> Exercise instructions: Copy the lines word for word, from the one containing "the wooden chair" through the one containing "Target: wooden chair", with both of those lines included.

> Material for the task:
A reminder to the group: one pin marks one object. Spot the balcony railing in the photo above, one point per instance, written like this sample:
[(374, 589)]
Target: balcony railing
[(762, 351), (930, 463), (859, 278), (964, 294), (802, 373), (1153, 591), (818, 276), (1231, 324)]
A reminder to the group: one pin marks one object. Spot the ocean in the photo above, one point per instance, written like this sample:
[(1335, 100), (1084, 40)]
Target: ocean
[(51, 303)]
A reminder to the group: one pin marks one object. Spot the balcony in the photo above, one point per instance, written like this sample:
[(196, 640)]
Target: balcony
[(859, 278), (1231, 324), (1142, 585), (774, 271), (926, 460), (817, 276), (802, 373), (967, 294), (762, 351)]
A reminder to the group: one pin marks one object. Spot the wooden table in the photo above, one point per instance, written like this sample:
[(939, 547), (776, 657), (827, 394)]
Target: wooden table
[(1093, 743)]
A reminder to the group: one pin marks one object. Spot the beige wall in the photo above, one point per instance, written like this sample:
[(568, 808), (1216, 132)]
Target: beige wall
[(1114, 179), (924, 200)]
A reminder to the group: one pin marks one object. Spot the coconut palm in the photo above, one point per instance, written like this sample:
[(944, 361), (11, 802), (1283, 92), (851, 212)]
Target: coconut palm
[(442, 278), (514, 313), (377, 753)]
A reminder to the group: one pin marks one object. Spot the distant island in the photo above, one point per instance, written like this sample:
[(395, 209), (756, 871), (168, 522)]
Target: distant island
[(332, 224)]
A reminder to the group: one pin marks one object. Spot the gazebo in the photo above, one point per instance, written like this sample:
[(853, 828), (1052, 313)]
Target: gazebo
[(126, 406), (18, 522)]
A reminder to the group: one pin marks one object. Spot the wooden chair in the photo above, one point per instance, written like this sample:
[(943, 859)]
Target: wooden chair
* * *
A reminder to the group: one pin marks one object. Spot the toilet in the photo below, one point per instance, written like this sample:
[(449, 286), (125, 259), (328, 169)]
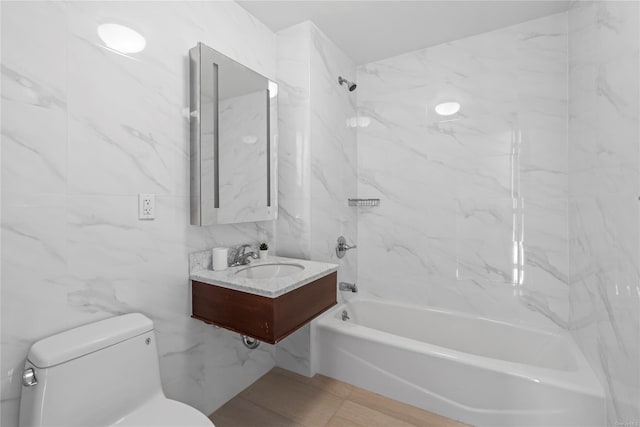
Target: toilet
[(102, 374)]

> Task result:
A reminder to the group: one pin marks one object. Spot the wooden chair in the photo above, one point per instance, written like this sample:
[(943, 859)]
Target: wooden chair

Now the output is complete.